In the entries below, find the line containing "positive clicks: (44, 280)" and the line containing "box: [17, 1208, 2355, 1568]". Copy those two lines and everything between them exactly, without the pictures.

_INPUT_
────────────────────────────────────────

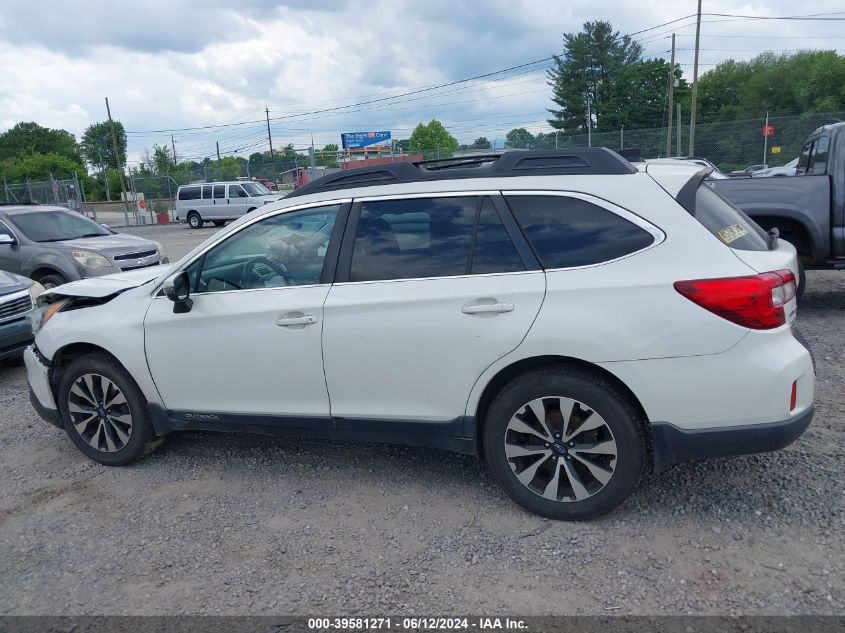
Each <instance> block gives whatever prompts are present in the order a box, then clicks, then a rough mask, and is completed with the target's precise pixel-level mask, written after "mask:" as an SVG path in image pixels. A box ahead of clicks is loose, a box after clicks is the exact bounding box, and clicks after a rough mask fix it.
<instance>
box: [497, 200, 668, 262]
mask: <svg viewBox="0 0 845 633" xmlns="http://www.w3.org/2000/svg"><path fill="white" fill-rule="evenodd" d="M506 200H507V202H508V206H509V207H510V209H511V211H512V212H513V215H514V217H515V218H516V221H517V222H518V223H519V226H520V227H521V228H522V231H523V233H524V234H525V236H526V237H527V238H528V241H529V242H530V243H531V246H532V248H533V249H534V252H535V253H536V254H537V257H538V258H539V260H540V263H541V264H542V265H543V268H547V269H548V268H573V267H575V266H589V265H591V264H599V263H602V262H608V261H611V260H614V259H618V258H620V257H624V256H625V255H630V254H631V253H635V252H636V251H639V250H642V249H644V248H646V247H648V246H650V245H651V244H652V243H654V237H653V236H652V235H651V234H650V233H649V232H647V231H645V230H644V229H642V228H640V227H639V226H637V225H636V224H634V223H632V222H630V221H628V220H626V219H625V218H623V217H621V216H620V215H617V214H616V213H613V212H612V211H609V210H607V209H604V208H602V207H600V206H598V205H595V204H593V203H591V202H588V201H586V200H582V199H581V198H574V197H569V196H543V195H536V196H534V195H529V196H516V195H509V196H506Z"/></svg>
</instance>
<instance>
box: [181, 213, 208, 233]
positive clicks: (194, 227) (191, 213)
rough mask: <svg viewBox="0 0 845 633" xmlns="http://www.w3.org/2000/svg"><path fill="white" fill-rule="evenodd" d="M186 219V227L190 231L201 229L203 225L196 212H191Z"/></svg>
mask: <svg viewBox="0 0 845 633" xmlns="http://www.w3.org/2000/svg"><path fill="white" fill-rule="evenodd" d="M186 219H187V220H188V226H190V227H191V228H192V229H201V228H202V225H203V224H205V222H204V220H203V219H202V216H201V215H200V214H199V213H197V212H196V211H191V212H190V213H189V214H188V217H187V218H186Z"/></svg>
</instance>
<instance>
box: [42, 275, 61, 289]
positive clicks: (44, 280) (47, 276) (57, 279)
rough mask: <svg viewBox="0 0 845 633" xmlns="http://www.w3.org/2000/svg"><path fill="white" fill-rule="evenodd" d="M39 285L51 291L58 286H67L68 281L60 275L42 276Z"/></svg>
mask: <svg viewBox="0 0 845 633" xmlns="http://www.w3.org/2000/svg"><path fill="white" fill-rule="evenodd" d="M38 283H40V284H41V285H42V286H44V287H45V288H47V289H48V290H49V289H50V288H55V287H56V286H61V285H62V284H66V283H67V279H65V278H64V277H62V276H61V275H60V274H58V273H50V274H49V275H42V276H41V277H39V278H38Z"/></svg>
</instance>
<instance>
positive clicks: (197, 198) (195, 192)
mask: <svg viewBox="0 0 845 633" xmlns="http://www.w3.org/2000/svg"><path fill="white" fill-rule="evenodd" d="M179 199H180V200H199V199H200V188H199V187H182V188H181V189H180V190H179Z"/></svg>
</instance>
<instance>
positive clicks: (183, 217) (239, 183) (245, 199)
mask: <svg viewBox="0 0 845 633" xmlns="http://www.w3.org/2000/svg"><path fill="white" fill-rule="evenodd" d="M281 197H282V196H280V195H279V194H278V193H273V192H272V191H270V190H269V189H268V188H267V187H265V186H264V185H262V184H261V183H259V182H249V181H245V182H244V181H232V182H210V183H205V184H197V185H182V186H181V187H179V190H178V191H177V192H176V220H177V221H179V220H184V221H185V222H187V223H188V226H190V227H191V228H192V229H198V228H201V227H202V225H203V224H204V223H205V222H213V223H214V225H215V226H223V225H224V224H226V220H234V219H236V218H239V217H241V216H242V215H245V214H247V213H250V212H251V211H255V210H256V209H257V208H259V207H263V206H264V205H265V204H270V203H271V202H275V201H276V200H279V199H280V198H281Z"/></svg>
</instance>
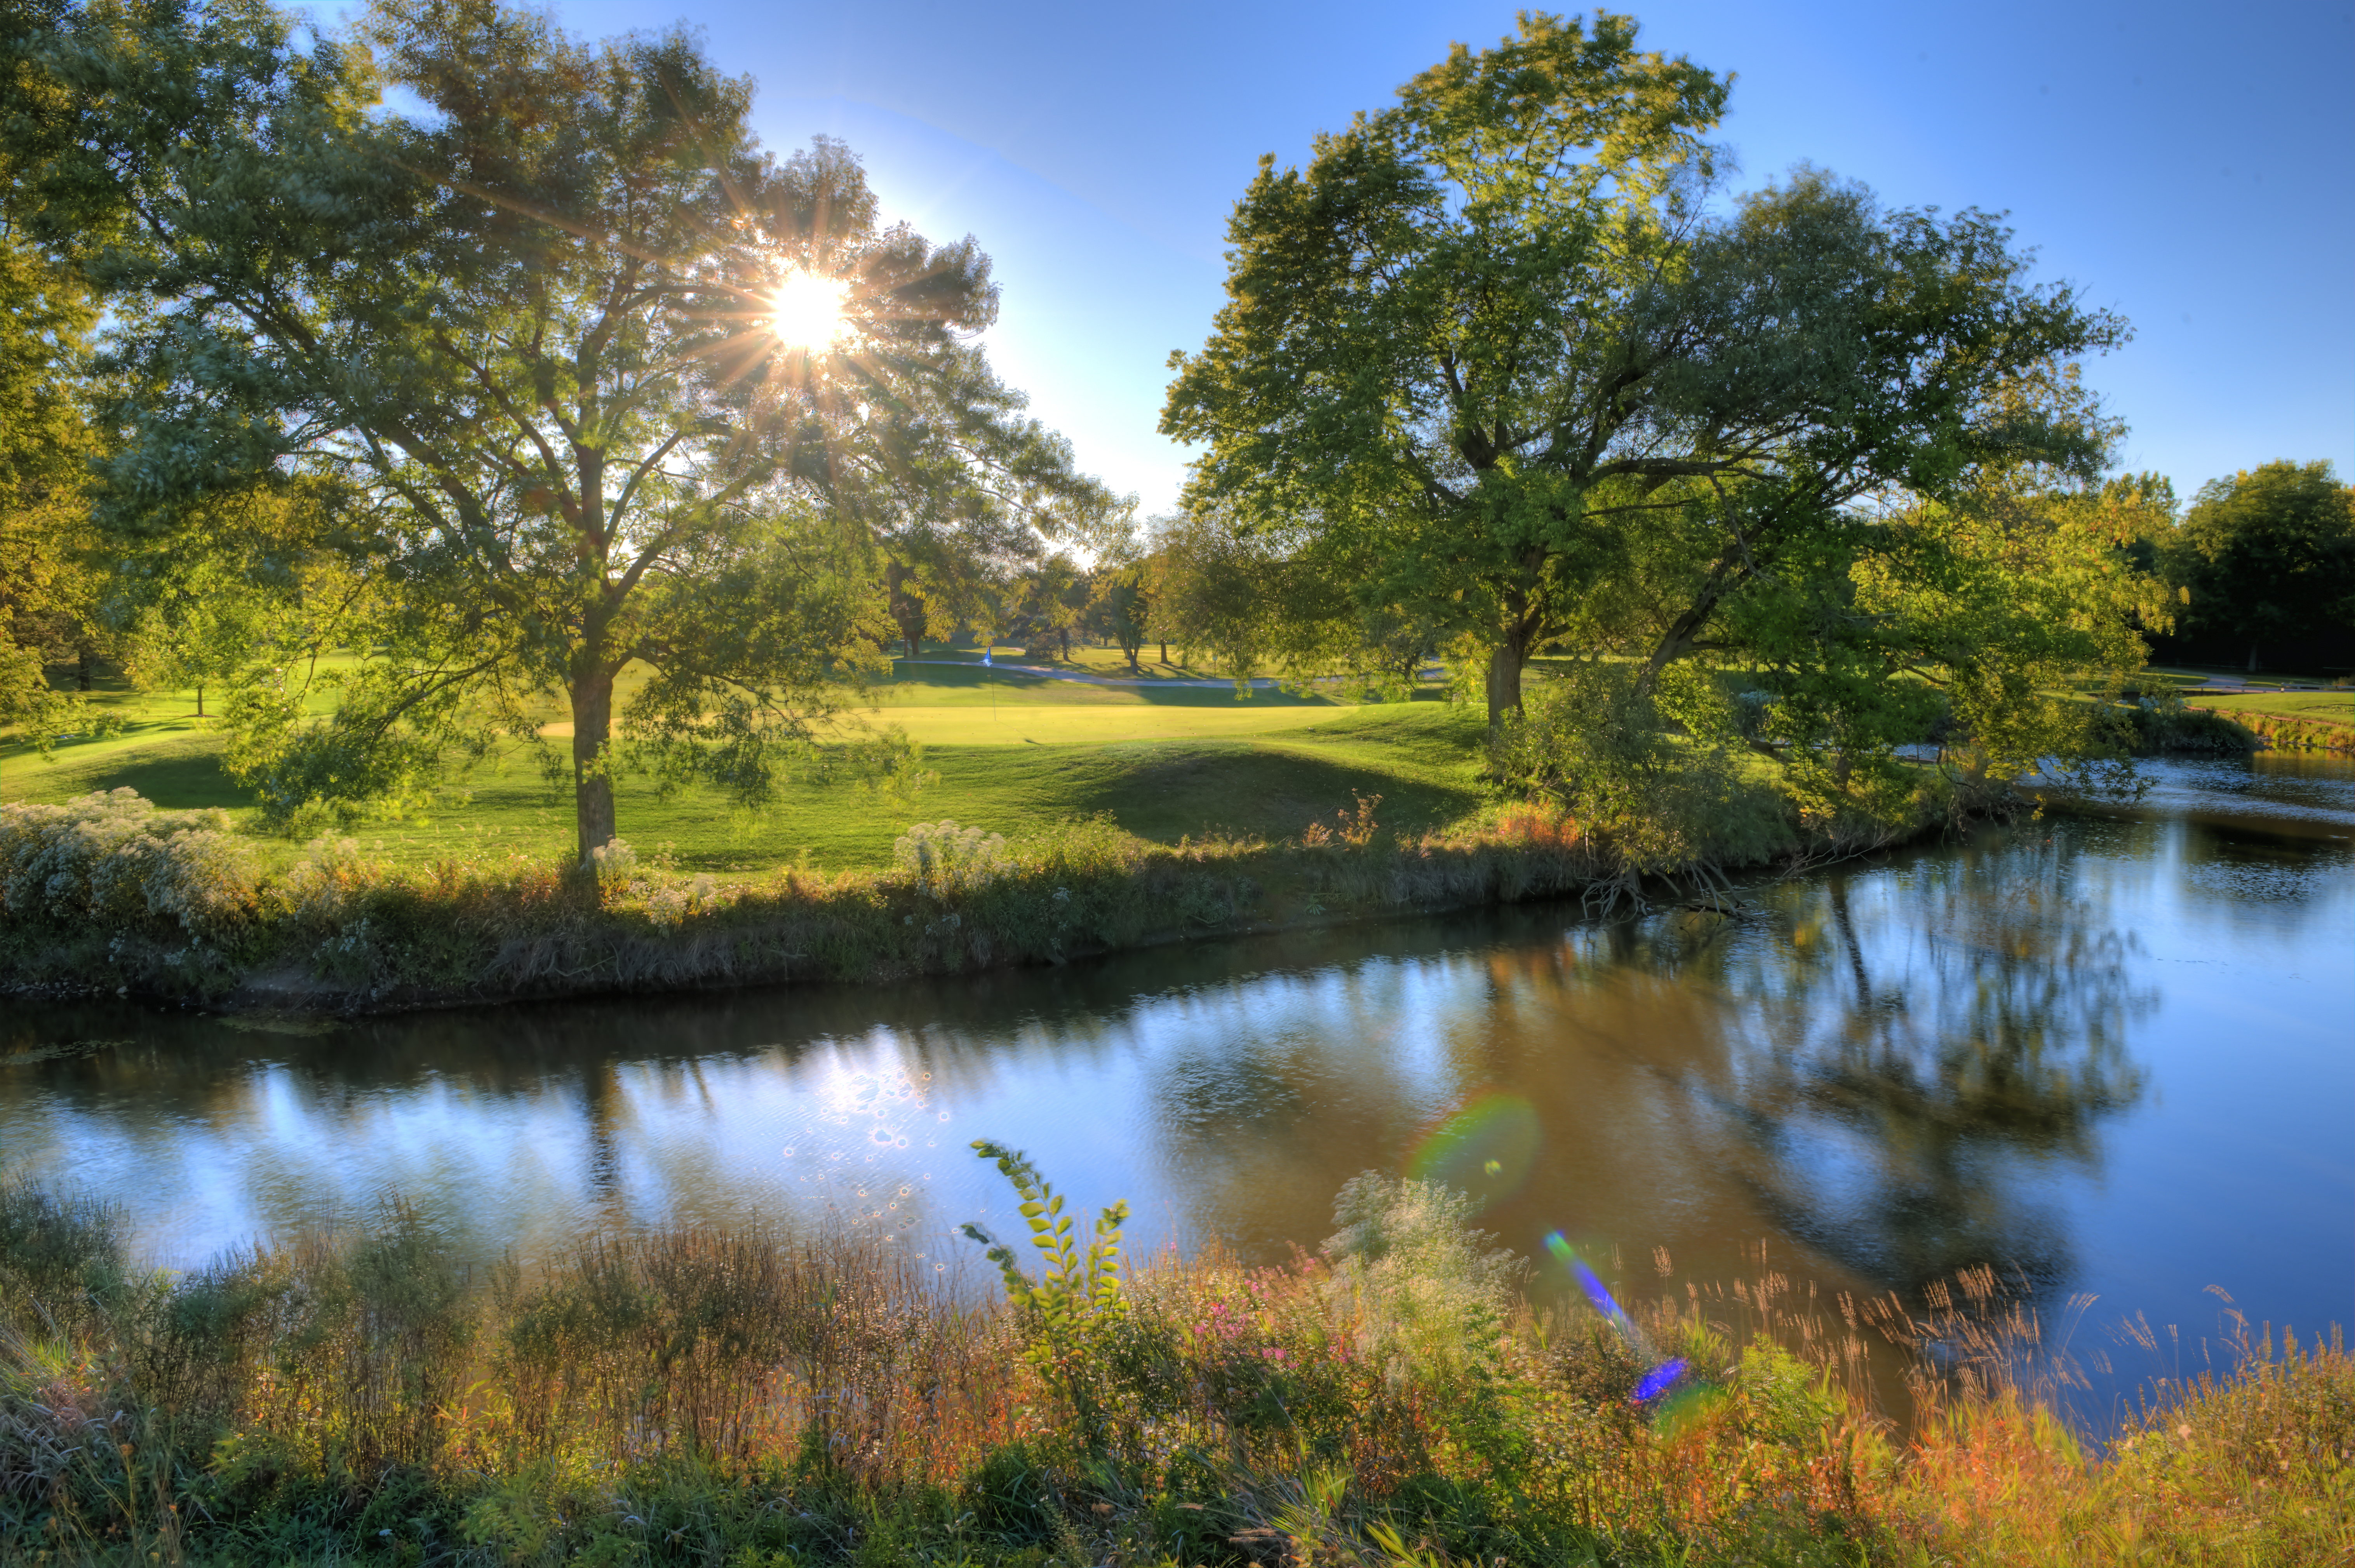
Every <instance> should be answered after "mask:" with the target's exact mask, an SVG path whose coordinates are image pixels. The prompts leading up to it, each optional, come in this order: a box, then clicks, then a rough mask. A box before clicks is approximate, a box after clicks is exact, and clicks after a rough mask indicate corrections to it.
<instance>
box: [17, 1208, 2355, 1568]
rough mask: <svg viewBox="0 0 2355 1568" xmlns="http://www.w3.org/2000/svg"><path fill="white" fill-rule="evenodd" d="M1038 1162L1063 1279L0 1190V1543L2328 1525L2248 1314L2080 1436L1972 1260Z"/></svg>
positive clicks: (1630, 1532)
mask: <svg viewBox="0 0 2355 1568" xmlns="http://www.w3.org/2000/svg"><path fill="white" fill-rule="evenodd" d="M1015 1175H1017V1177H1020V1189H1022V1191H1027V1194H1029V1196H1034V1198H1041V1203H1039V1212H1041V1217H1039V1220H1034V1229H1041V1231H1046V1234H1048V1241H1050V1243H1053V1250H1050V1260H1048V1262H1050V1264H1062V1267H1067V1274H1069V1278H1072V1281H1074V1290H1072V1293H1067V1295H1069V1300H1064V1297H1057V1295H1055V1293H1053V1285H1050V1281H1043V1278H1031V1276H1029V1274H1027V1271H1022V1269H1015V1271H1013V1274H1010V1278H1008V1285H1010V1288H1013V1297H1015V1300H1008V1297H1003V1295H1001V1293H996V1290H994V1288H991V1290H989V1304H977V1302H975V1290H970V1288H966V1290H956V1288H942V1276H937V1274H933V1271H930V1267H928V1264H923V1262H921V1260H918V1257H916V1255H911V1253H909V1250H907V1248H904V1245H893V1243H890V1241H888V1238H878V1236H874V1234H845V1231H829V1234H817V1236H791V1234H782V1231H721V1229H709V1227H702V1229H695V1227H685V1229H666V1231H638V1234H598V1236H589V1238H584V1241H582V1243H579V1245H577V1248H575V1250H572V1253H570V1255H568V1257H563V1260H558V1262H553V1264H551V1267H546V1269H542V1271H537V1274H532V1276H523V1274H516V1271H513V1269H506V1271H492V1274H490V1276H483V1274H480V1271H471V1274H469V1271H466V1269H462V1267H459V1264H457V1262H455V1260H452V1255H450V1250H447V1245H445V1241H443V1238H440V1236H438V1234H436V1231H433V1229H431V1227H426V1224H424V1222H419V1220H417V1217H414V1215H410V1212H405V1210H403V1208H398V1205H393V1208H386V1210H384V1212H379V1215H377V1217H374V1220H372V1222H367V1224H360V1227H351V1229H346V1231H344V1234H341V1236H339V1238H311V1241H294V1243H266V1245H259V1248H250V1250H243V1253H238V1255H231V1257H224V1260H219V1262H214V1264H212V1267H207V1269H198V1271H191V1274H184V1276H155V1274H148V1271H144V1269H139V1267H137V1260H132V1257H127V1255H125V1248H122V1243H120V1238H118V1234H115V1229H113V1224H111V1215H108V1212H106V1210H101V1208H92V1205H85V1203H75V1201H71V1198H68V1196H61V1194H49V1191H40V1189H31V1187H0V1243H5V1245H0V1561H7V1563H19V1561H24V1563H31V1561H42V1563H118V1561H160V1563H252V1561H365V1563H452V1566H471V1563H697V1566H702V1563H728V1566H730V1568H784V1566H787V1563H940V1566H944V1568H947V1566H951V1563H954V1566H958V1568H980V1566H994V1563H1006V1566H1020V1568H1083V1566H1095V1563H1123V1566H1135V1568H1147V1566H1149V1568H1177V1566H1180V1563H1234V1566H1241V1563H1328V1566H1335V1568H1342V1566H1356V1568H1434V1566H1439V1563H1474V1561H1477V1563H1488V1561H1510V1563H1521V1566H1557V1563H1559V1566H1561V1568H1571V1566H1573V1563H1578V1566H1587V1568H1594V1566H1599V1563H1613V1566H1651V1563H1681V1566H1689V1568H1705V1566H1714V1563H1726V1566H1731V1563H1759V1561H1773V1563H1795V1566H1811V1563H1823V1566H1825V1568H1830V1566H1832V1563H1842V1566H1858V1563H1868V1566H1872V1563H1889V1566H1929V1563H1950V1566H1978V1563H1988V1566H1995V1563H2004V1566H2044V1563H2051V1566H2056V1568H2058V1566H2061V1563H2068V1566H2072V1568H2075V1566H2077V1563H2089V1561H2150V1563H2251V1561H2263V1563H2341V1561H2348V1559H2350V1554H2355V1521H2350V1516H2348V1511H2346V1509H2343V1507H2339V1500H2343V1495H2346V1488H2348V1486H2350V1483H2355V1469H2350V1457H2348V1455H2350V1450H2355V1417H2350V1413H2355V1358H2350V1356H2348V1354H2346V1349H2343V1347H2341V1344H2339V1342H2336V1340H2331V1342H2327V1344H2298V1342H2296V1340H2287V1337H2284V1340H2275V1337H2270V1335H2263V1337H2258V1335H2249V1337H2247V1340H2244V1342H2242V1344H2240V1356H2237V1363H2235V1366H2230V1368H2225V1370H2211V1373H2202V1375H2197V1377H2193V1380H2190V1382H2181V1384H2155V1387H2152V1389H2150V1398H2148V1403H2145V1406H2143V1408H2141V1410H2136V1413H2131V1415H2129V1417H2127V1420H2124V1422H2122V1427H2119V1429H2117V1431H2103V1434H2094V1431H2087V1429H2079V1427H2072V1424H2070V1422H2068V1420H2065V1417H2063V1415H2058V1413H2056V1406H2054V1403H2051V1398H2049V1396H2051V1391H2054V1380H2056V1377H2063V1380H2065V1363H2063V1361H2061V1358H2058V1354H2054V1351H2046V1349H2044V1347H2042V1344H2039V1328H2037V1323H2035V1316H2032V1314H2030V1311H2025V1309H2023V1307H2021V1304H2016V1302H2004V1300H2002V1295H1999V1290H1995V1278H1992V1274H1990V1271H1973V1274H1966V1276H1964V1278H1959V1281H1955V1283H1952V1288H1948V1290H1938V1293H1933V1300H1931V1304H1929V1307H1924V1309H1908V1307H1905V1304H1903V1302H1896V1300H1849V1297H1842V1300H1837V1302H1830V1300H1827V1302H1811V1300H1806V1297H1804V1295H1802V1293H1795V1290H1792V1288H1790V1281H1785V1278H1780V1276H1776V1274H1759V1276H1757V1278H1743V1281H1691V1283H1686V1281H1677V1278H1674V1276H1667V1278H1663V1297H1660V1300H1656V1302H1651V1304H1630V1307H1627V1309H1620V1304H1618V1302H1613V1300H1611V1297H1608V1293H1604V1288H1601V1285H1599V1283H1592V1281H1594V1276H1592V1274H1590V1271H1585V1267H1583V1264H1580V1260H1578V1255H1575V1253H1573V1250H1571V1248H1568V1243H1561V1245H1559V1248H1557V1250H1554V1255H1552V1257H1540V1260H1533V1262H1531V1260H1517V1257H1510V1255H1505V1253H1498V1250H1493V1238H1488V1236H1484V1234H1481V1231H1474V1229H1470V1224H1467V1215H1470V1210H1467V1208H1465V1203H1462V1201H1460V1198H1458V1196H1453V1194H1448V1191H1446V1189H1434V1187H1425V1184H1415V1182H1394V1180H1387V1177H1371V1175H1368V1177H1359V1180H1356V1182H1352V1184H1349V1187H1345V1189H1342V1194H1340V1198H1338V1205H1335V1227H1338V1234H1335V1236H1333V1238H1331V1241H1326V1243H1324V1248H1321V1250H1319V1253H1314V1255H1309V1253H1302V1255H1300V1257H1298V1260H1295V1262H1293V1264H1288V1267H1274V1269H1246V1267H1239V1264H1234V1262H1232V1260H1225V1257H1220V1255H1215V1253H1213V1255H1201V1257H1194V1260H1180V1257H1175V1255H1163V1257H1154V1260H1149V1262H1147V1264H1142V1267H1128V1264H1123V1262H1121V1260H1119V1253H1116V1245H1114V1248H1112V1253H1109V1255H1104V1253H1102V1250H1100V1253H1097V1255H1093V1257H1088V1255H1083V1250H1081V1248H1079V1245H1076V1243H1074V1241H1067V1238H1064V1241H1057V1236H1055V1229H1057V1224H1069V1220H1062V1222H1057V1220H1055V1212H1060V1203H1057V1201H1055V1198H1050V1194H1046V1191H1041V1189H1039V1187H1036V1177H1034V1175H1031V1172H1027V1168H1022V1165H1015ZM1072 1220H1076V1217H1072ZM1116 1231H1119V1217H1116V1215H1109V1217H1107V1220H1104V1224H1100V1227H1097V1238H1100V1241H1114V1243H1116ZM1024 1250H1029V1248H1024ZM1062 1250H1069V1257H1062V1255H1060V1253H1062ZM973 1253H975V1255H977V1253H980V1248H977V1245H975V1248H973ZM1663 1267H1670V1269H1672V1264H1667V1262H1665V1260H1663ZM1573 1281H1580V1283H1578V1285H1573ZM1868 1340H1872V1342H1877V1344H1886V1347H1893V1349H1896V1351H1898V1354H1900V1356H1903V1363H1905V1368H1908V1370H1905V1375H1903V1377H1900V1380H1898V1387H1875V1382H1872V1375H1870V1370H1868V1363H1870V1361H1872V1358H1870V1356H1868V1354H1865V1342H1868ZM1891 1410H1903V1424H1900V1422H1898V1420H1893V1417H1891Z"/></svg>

────────────────────────────────────────

_SOLVED EXERCISE_
positive clicks: (44, 280) (47, 276) (57, 279)
rough mask: <svg viewBox="0 0 845 633" xmlns="http://www.w3.org/2000/svg"><path fill="white" fill-rule="evenodd" d="M39 285L51 291L58 286H67L68 281L60 275L42 276Z"/></svg>
mask: <svg viewBox="0 0 845 633" xmlns="http://www.w3.org/2000/svg"><path fill="white" fill-rule="evenodd" d="M38 283H40V284H41V285H42V286H44V287H45V288H47V289H48V290H49V289H50V288H55V287H56V286H61V285H62V284H66V283H67V279H65V278H64V277H62V276H61V275H60V274H58V273H50V274H49V275H42V276H41V277H39V278H38Z"/></svg>
</instance>
<instance>
positive clicks: (197, 198) (195, 192)
mask: <svg viewBox="0 0 845 633" xmlns="http://www.w3.org/2000/svg"><path fill="white" fill-rule="evenodd" d="M179 199H180V200H199V199H200V188H199V187H182V188H181V189H180V190H179Z"/></svg>
</instance>
<instance>
positive clicks: (183, 217) (239, 183) (245, 199)
mask: <svg viewBox="0 0 845 633" xmlns="http://www.w3.org/2000/svg"><path fill="white" fill-rule="evenodd" d="M281 197H282V196H280V195H279V194H278V193H273V192H272V191H270V190H269V189H268V188H267V187H265V186H264V185H262V184H261V183H259V182H249V181H245V182H244V181H232V182H210V183H205V184H197V185H182V186H181V187H179V190H178V191H177V192H176V220H177V221H179V220H184V221H185V222H187V223H188V226H190V227H191V228H192V229H198V228H201V227H202V225H203V224H204V223H205V222H213V223H214V225H215V226H223V225H224V224H226V220H234V219H236V218H239V217H241V216H242V215H245V214H247V213H250V212H251V211H255V210H256V209H257V208H259V207H263V206H264V205H265V204H270V203H271V202H275V201H276V200H279V199H280V198H281Z"/></svg>
</instance>
Every <instance> should be answered after "mask:" with the target's exact mask, an SVG path whose coordinates are image pixels. The prompts leading up to it, each optional, come in this order: a box, then clicks, then a rough mask. A box before clicks is approximate, a box after clicks is exact, and clicks after a rough mask indicate corrections to it.
<instance>
box: [17, 1208, 2355, 1568]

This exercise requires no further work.